---- Source passage
Up/downsampling

I'm testing a 4-fold up/downsampler based on FIR filters, for alias-reduced non-linear effects, and sharing my preliminary results in axoloti-contrib/patches/jt/devel/updownsampler_x4.axp

I'm using 16-tap filters for both up- and downsampling. The coefficients are generated with Scilab:

fs = 48000;
overx = 4;
fcut = 15000;
order = 16;
// for upsampling: equiripple
hn_up=eqfir(order,[0 fcut/fs/overx;0.49/overx 0.5],[1 0],[1 8]);

// for downsampling: attenuate aliases harder that we are most sensitive for
hn_down1=eqfir(order-3,[0 fcut/fs/overx;0.47/overx 0.5],[1 0],[1 1.5]);
hn_down = conv(hn_down1,{.25 .25 .25 .25});

(and further scaled/rounded to 16 bit coefficients for use with the dual-MAC instructions...)

Filter responses:
(upsampling in black, downsampling in blue)

The motivation for using a different filter than equiripple is that aliases showing up at low frequencies are far more disturbing than aliases above 10kHz, those are likely psychoacoustically masked by other frequencies.
--------
__Job 1__
According to the up/downsampling post, how many taps do the filters use for both upsampling and downsampling?
---- Data entries
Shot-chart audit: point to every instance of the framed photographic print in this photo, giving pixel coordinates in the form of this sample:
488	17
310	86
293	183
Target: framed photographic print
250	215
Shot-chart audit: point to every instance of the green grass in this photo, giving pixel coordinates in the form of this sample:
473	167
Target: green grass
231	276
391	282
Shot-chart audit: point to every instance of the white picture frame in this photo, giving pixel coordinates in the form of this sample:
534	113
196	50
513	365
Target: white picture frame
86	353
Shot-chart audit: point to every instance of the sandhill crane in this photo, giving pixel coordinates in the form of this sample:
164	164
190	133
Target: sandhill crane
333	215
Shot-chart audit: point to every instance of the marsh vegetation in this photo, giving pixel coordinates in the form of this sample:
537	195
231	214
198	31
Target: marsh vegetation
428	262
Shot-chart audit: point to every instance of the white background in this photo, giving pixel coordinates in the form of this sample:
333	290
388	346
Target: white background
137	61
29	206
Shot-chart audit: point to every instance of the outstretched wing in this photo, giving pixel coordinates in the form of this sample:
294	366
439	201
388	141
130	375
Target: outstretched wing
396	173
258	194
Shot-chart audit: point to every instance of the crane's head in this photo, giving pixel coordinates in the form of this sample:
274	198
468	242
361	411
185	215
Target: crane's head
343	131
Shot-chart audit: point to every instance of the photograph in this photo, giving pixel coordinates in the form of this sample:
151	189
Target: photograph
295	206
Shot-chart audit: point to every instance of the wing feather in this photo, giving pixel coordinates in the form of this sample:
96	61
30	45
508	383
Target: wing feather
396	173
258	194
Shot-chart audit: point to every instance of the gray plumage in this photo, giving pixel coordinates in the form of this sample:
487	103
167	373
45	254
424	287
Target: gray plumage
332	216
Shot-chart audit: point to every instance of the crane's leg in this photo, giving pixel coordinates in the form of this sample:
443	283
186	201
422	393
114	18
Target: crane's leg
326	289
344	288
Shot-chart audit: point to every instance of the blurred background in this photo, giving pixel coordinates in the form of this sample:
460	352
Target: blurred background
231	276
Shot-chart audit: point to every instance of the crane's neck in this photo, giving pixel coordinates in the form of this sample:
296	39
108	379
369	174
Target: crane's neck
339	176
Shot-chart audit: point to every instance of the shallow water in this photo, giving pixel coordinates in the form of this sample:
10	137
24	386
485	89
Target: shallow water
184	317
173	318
--------
__Job 2__
Gather every line of the listing above that contains the string "print". Case counts.

__Problem solution 1__
16 taps.

__Problem solution 2__
Shot-chart audit: point to every instance of the framed photographic print in this photo, giving pixel coordinates in the form of this sample:
Target: framed photographic print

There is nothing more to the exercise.